**Petunjuk Latihan**
Tuliskan kembali bagian teks tentang kekerasan seksual dengan persis, mulai dari "Mayoritas responden dalam" dan terus sampai "dan berperspektif korban.".

**Kutipan Pilihan**
▽
Keadilan bagi Korban Kekerasan Seksual
Mayoritas responden jajak pendapat Harian Kompas menyatakan tak puas terhadap kinerja aparat penegak hukum menyelesaikan kasus kekerasan seksual. Diperlukan UU dan aparat penegak hukum berpersfektif jender dan korban.
Mayoritas responden dalam jajak pendapat Harian Kompas menyatakan tidak puas terhadap kinerja aparat penegak hukum dalam menyelesaikan kasus kekerasan seksual. Diperlukan undang-undang dan aparat penegak hukum di Indonesia yang memiliki sensitivitas jender dan berperspektif korban.
Kekerasan seksual di Indonesia dinilai sudah mengkhawatirkan. Peraturan yang tegas dibutuhkan untuk menegakkan keadilan yang berperspektif korban. Namun, pro dan kontra terhadap Rancangan Undang-Undang Penghapusan Kekerasan Seksual tetap menunggu penyelesaian terbaik.
Kesimpulan ini terekam dari hasil jajak pendapat Harian Kompas pada pekan lalu. Hampir semua responden (94,9 persen) khawatir terhadap kasus kekerasan seksual yang terjadi di masyarakat belakangan ini.
Berdasarkan data Komisi Nasional Perempuan, pada 2019 terdapat 5.509 kasus kekerasan seksual terhadap perempuan. Dari jumlah ini, sebanyak 2.988 kasus kekerasan seksual terhadap perempuan berlangsung dalam ranah rumah tangga. Sementara, dalam ranah komunitas tercatat 2.521 kasus kekerasan seksual terhadap perempuan.
Baca Juga: Jalan Berliku RUU Penghapusan Kekerasan Seksual
Data tersebut cenderung stabil dibandingkan pada tahun-tahun sebelumnya. Pada 2018, tercatat ada 2.979 kekerasan seksual terhadap perempuan dalam lingkup rumah tangga dan 2.521 kekerasan seksual terhadap perempuan dalam lingkup komunitas.
△
**Entri**
▽
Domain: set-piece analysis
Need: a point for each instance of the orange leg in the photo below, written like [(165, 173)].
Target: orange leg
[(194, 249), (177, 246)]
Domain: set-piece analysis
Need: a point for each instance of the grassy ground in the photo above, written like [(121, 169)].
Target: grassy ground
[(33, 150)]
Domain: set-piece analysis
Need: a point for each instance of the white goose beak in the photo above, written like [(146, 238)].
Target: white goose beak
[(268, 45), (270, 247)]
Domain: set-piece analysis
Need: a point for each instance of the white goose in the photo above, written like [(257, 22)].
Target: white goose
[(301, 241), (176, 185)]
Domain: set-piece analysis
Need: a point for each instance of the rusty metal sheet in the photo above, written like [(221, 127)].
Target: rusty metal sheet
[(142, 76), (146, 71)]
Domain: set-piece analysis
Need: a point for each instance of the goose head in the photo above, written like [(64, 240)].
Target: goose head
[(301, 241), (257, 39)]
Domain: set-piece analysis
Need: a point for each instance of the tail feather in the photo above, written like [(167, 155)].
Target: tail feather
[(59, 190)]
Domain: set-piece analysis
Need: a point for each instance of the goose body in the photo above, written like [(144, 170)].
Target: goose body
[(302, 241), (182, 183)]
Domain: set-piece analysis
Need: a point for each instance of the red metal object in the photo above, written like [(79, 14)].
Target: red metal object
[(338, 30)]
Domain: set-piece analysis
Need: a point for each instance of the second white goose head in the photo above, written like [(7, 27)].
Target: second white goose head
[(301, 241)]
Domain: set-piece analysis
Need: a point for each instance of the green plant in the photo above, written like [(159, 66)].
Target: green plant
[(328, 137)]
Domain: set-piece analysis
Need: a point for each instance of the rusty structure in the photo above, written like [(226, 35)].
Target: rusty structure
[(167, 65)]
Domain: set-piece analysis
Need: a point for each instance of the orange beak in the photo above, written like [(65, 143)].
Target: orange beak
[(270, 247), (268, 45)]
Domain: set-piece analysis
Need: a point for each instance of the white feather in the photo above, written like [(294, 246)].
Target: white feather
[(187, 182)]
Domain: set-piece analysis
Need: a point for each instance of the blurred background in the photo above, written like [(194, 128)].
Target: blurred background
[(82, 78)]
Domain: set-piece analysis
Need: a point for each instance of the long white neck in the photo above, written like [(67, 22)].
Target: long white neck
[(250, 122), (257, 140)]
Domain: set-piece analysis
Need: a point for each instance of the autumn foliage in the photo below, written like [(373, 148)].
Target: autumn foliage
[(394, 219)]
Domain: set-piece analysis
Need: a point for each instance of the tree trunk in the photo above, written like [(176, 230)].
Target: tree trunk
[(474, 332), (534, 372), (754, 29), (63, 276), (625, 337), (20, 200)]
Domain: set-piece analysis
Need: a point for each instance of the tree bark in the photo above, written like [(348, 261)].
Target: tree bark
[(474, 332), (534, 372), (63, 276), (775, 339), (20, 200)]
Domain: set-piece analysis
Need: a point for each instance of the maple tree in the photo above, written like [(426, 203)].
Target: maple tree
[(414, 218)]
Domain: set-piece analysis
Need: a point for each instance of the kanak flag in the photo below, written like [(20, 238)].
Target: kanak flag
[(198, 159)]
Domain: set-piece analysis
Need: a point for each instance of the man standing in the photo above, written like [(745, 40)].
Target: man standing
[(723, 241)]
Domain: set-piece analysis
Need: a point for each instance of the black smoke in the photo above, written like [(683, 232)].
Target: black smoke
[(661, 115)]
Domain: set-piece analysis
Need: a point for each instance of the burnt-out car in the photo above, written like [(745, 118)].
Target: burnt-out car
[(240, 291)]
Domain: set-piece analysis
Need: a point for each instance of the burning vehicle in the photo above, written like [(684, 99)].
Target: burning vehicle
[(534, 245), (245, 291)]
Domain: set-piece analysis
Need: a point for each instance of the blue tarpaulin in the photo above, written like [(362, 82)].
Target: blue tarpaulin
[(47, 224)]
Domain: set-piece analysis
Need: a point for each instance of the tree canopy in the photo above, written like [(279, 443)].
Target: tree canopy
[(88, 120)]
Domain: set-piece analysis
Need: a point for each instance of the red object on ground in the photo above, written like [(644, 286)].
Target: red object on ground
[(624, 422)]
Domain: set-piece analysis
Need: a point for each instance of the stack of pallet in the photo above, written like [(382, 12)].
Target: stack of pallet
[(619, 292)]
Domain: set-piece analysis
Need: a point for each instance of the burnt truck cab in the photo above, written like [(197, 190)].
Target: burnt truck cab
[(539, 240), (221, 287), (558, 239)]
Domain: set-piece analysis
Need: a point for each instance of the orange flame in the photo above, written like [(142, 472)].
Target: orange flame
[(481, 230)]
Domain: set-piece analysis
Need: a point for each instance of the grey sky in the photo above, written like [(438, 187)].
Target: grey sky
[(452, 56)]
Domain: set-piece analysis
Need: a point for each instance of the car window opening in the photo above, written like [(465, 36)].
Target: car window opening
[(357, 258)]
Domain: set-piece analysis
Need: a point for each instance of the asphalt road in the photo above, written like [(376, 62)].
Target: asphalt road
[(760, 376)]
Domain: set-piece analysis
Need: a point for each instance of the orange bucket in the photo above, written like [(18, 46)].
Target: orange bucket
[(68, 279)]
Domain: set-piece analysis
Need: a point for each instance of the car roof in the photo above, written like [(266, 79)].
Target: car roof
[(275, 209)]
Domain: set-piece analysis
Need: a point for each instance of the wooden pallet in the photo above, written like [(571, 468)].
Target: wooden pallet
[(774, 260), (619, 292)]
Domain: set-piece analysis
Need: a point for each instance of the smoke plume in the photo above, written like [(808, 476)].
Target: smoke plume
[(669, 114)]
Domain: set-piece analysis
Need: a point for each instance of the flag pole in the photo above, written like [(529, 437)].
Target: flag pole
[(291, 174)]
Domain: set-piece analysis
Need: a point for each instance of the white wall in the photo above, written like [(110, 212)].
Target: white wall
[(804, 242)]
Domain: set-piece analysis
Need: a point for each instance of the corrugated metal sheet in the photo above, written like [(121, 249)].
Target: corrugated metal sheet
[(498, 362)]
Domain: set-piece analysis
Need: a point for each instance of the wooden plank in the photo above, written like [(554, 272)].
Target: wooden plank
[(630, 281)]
△
**Tugas Selesai**
Mayoritas responden dalam jajak pendapat Harian Kompas menyatakan tidak puas terhadap kinerja aparat penegak hukum dalam menyelesaikan kasus kekerasan seksual. Diperlukan undang-undang dan aparat penegak hukum di Indonesia yang memiliki sensitivitas jender dan berperspektif korban.